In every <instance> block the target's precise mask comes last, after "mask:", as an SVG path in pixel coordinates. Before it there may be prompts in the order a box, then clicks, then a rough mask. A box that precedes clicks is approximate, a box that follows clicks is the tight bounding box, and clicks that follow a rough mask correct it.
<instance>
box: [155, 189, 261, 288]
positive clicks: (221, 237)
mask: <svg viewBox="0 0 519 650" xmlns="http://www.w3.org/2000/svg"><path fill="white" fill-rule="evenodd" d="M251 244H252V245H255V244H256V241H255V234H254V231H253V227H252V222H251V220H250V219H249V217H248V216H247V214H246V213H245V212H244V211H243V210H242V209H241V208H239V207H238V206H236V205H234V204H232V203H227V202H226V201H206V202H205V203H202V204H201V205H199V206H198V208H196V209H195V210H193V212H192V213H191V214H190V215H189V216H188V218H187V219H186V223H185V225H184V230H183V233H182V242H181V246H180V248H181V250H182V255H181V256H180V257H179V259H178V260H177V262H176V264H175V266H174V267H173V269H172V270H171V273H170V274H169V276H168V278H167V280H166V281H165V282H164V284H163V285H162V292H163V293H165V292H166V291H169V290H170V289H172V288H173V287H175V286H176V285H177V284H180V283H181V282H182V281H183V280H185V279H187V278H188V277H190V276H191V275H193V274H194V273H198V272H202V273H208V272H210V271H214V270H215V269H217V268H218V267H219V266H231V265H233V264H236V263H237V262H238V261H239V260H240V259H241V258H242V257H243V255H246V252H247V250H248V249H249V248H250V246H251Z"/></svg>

_Assignment_:
So that nothing is lost, please repeat all of the entries exactly.

_Exercise answer_:
In every <instance> block the target's precise mask comes last, after "mask:", as an SVG path in pixel coordinates. Before it there may be prompts in the order a box, then clicks, then a rough mask. A box that precedes clicks is approximate, a box that follows clicks is the tight bounding box, and clicks that follow a rough mask correct it.
<instance>
box: [155, 189, 261, 288]
positive clicks: (221, 237)
mask: <svg viewBox="0 0 519 650" xmlns="http://www.w3.org/2000/svg"><path fill="white" fill-rule="evenodd" d="M251 244H252V245H255V244H256V241H255V234H254V231H253V227H252V222H251V220H250V219H249V217H248V216H247V214H246V213H245V212H244V211H243V210H242V209H241V208H239V207H238V206H236V205H234V204H232V203H227V202H226V201H206V202H205V203H202V204H201V205H199V206H198V208H196V209H195V210H193V212H192V213H191V214H190V215H189V216H188V218H187V219H186V223H185V225H184V230H183V233H182V242H181V246H180V248H181V250H182V255H181V256H180V257H179V259H178V260H177V262H176V264H175V266H174V267H173V269H172V270H171V273H170V274H169V276H168V278H167V280H166V281H165V282H164V284H163V285H162V292H163V293H165V292H166V291H169V290H170V289H172V288H173V287H175V286H176V285H177V284H180V283H181V282H182V281H183V280H185V279H187V278H188V277H190V276H191V275H193V274H194V273H198V272H202V273H208V272H210V271H214V270H215V269H217V268H218V267H219V266H231V265H233V264H236V263H237V262H238V261H239V260H240V259H241V258H242V257H243V255H246V252H247V250H248V249H249V248H250V246H251Z"/></svg>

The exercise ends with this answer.